[EXTRACTED ENTRIES]
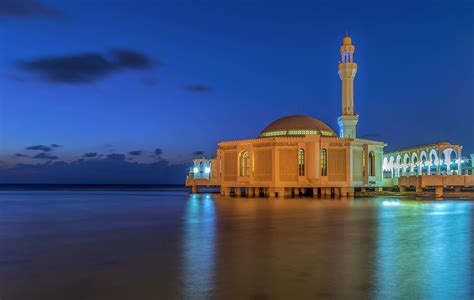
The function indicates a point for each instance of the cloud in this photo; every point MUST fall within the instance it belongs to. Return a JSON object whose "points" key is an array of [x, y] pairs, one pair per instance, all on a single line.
{"points": [[150, 81], [85, 67], [136, 153], [107, 170], [158, 151], [44, 155], [370, 136], [198, 88], [27, 9], [116, 157], [39, 148]]}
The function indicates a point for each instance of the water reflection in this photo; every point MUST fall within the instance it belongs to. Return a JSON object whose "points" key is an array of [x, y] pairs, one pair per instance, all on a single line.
{"points": [[312, 248], [423, 250], [198, 247]]}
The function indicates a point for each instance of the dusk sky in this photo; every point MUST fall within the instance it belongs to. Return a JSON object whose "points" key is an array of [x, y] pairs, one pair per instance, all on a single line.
{"points": [[123, 91]]}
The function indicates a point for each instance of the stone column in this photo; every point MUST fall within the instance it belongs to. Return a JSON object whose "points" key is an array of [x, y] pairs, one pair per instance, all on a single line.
{"points": [[351, 192], [439, 191], [280, 192], [250, 192], [225, 191]]}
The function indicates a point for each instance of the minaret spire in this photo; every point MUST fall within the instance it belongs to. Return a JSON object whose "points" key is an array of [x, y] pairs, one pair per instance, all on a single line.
{"points": [[347, 71]]}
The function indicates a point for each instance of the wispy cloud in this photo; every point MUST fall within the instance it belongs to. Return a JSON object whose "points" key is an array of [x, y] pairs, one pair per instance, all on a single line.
{"points": [[198, 88], [44, 155], [39, 148], [87, 67], [27, 9], [136, 153]]}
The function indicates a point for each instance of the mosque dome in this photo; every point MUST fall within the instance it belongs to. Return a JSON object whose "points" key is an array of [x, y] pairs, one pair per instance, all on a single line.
{"points": [[297, 125]]}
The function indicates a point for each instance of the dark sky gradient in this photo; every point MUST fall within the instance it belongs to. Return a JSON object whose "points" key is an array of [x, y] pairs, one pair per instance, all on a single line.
{"points": [[127, 77]]}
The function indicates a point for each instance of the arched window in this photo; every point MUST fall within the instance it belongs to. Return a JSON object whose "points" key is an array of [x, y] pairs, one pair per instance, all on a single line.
{"points": [[301, 162], [371, 163], [244, 162], [324, 162]]}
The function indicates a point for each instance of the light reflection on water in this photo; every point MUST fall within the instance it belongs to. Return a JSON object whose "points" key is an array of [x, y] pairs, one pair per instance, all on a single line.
{"points": [[159, 245], [199, 247]]}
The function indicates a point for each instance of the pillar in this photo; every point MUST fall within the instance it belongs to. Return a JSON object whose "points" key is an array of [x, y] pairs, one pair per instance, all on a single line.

[WORK TO DO] Give all of the data above as a numbered list with one item per line, skipping any blank lines and leaving out the pictures.

[CORRECT OUTPUT]
1. The function indicates a point for each instance of the cloud in this photo; every point MUST fall within the instance it belongs to. Return a JSON object whose "points" key is an array of [x, y] pairs, one pair per instance, all on a single line.
2. {"points": [[150, 81], [85, 67], [136, 153], [107, 170], [158, 151], [44, 155], [370, 136], [198, 88], [27, 9], [116, 157], [39, 148]]}
3. The function indicates a point for each instance of the water reflection in this photo; every point MUST fall within the instance it belongs to. Return a JSON object whose "points" key is an array of [x, y] pairs, one pair per instance, all on a single line.
4. {"points": [[312, 248], [423, 250], [198, 247]]}
5. The function indicates a point for each instance of the dusk sky in this photo; every point MUST fall within the instance it belongs to. Return a JSON object whose "points" key is an array of [x, y] pairs, one pair per instance, all on a single line.
6. {"points": [[123, 91]]}
7. The function indicates a point for each instance of the stone column in this photo; every point MUST fall within the instance it belongs to. Return a JSON object whose "points" key is an array of [x, y] pairs, one pair per instance, all on a single line.
8. {"points": [[351, 192], [439, 191], [280, 192], [250, 192], [225, 191]]}
9. The function indicates a point for each instance of the minaret spire in this photo; every point MUST fall within the instance it belongs to. Return a JSON object whose "points" key is an array of [x, y] pairs, one pair per instance, all on a single line.
10. {"points": [[347, 71]]}
11. The function indicates a point for each instance of the wispy cloud in this photo; every point MUST fall within the instance it belongs to. Return a JSON object whose "points" key is an array of [x, y] pairs, one pair per instance, all on a single line.
12. {"points": [[198, 88], [44, 155], [39, 148], [87, 67], [27, 9], [136, 153]]}
13. The function indicates a point for each instance of the mosque dome in this photo; every point MUST fall within the instance it belongs to. Return a JSON object whose "points" key is an array of [x, y] pairs, one pair per instance, all on a single line.
14. {"points": [[297, 125]]}
15. The function indicates a point for each instance of the dark sky gradient in this photo; every point MUST fall within the instance it belongs to. Return a JSON object whose "points" key is an array of [x, y] pairs, one pair per instance, all on a single line.
16. {"points": [[127, 77]]}
17. The function indicates a point for each instance of the arched window in this photo; every point MUST fall within the instance it belongs to. Return a JSON object whose "points" key is an array of [x, y] pairs, one pair per instance, all on a single line.
18. {"points": [[301, 162], [371, 163], [244, 162], [324, 162]]}
19. The function indicates a point for each instance of the light reflection on water in this photo; every point MUST fall within the instance it belongs to. Return a JSON object whose "points" key is an array of [x, y] pairs, one pair per instance, all on a single line.
20. {"points": [[159, 245], [199, 247]]}
21. The function indicates a point for each instance of the pillar in this photo; every point MUST fall within the instance it belongs to. Return a JSON object whose "points" key is an array of [x, y] pairs, one pair per instance, all on a single line.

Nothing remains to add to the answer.